SUPPLIED TEXT:

▽

[<prev] [next>] [<thread-prev] [thread-next>] [day] [month] [year] [list]
Message-ID: <43F901BD926A4E43B106BF17856F0755F6432E3E@orsmsx508.amr.corp.intel.com>
Date: Tue, 31 Aug 2010 10:04:09 -0700
From: "Rose, Gregory V" <gregory.v.rose@...el.com>
To: Arnd Bergmann <arnd@...db.de>
CC: Ben Pfaff <blp@...ira.com>,
"netdev@...r.kernel.org" <netdev@...r.kernel.org>,
Jesse Gross <jesse@...ira.com>,
Stephen Hemminger <shemminger@...ux-foundation.org>,
Chris Wright <chrisw@...s-sol.org>,
Herbert Xu <herbert@...dor.apana.org.au>,
David Miller <davem@...emloft.net>
Subject: RE: [rfc] Merging the Open vSwitch datapath
>-----Original Message-----
>From: Arnd Bergmann [mailto:arnd@...db.de]
>Sent: Tuesday, August 31, 2010 4:49 AM
>To: Rose, Gregory V
>Cc: Ben Pfaff; netdev@...r.kernel.org; Jesse Gross; Stephen Hemminger;
>Chris Wright; Herbert Xu; David Miller
>Subject: Re: [rfc] Merging the Open vSwitch datapath
>
>On Tuesday 31 August 2010, Rose, Gregory V wrote:
>>
>> I should probably read up a bit more on 802.1ad.

△

GIVEN INFORMATION:
▽

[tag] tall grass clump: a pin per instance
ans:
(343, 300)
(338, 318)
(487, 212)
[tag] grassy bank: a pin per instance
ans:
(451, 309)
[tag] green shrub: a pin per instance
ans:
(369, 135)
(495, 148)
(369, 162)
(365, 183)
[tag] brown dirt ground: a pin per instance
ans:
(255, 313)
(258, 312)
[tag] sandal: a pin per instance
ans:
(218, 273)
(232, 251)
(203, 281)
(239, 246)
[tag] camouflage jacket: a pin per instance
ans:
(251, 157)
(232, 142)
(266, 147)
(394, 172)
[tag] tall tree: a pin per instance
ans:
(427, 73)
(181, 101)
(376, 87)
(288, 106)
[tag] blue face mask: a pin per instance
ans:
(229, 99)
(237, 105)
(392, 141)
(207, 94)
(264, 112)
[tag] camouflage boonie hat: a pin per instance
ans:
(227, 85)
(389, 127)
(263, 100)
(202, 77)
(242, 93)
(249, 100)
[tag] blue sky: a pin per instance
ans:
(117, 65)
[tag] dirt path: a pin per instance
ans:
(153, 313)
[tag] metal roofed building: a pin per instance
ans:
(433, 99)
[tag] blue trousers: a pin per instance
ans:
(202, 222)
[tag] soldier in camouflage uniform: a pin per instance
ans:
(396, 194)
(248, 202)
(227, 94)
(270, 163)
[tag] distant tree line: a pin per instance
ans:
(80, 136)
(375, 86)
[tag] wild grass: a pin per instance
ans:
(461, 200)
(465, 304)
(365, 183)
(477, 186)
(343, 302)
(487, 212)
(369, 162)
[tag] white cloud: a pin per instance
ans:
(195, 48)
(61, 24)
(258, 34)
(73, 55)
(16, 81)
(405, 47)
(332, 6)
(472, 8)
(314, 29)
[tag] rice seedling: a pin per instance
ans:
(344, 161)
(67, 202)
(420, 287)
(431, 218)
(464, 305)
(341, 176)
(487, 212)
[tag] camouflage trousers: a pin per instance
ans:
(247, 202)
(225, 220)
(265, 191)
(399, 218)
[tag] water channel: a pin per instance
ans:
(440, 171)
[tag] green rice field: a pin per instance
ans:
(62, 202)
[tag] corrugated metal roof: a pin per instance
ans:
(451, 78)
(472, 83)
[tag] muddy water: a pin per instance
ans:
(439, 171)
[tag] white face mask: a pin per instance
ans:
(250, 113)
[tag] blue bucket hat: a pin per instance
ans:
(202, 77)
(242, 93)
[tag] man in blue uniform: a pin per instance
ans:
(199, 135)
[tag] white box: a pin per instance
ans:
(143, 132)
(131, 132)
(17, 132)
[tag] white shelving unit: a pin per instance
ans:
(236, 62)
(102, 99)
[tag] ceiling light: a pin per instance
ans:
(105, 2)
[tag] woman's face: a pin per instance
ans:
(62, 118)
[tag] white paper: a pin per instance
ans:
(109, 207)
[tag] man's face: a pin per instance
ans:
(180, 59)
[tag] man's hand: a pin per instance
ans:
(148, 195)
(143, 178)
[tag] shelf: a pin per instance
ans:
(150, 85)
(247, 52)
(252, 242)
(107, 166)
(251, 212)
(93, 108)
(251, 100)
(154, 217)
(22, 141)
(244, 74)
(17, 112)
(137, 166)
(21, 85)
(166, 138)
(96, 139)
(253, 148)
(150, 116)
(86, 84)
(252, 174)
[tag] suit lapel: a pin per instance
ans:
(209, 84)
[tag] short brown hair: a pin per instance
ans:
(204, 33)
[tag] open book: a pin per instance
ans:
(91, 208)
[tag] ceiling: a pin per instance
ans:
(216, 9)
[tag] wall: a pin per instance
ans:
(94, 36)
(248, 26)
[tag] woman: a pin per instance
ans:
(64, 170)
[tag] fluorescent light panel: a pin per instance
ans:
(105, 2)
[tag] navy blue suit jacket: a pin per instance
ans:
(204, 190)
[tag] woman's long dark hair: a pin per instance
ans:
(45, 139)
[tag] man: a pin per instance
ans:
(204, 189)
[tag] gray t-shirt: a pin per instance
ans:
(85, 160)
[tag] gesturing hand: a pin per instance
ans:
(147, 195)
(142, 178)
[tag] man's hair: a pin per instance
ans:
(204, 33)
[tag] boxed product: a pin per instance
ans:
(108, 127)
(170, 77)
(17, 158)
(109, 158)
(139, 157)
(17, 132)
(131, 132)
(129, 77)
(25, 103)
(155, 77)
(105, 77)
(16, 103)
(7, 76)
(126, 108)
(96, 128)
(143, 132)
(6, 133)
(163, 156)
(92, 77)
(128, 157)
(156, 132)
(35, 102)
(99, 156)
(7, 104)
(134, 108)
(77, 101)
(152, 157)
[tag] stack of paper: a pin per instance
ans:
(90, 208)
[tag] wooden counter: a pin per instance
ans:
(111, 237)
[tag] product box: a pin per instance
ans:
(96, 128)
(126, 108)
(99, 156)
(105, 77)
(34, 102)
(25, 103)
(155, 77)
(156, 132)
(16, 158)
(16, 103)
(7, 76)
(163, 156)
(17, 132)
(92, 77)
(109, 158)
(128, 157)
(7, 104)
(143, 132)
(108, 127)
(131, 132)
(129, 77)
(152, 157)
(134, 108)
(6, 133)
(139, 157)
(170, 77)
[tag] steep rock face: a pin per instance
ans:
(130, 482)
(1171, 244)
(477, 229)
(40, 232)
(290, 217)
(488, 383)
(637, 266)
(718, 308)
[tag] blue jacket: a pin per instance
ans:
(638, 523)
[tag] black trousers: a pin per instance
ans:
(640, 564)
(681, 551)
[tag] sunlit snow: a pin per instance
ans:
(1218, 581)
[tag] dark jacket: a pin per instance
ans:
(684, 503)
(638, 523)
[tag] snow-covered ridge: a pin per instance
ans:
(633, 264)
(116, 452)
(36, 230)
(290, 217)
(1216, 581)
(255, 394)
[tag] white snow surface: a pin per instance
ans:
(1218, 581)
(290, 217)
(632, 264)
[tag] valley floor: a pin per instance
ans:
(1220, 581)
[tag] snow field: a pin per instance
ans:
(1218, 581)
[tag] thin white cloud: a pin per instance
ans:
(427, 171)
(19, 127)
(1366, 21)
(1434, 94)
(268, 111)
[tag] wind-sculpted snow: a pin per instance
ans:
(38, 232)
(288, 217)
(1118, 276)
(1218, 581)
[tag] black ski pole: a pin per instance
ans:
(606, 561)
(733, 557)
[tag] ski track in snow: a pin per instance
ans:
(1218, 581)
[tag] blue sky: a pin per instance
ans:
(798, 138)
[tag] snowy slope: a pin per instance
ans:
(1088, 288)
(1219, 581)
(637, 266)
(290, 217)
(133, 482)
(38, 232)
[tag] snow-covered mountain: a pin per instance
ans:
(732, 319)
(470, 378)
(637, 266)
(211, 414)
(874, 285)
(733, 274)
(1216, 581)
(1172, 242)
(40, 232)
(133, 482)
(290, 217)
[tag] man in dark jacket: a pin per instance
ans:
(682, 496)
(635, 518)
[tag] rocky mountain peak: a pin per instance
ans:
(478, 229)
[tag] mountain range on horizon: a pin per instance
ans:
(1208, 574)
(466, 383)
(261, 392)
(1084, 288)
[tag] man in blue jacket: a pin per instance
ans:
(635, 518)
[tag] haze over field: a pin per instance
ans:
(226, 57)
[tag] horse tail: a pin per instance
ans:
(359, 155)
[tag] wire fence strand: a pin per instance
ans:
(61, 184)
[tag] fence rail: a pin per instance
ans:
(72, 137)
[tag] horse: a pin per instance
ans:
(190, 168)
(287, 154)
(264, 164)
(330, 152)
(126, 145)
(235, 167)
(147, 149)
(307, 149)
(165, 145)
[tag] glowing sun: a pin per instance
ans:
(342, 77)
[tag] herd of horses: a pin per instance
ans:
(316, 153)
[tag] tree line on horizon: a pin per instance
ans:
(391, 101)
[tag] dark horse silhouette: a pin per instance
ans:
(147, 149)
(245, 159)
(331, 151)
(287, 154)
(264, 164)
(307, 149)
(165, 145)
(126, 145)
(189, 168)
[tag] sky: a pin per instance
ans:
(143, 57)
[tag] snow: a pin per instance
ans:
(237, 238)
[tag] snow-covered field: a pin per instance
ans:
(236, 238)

△

SET TASK 1:
Count the lines in the records that contain the string "ceiling", treating uppercase and lowercase as different. Give only the number.
SET TASK 2:
Continue the mailing list message about merging the Open vSwitch datapath, starting right after its last line.

REPLY 1:
2

REPLY 2:
>
>What we need here is an extension of the vlan module to allow
>double tagging with the right ethertype on the outer frame.
Yes.
>
>> >The other parts are configuration protocols like LLDP and CDP, which
>> >we normally do in user space (e.g. lldpad).
>> >
>> >What else is there that you think should go into the kernel.
>>
>> It seems to me that the IFLA_VF_INFO netlink attributes are station
>> oriented. The kernel support I see there is insufficient for some
>> other things that need to be done for access control, forwarding
>> rules and actions taken on certain kind of packets. I think there'll
>> be a need to configure the switch itself, not just the stations
>> attached to the switch.
>
>Ok, I'm beginning to understand what you want to do.
>
>1. VEPA using software: use a traditional NIC, and macvtap (or similar)
> in the hypervisor to separate traffic between the guests, do
> bridging in an external switch. Works now.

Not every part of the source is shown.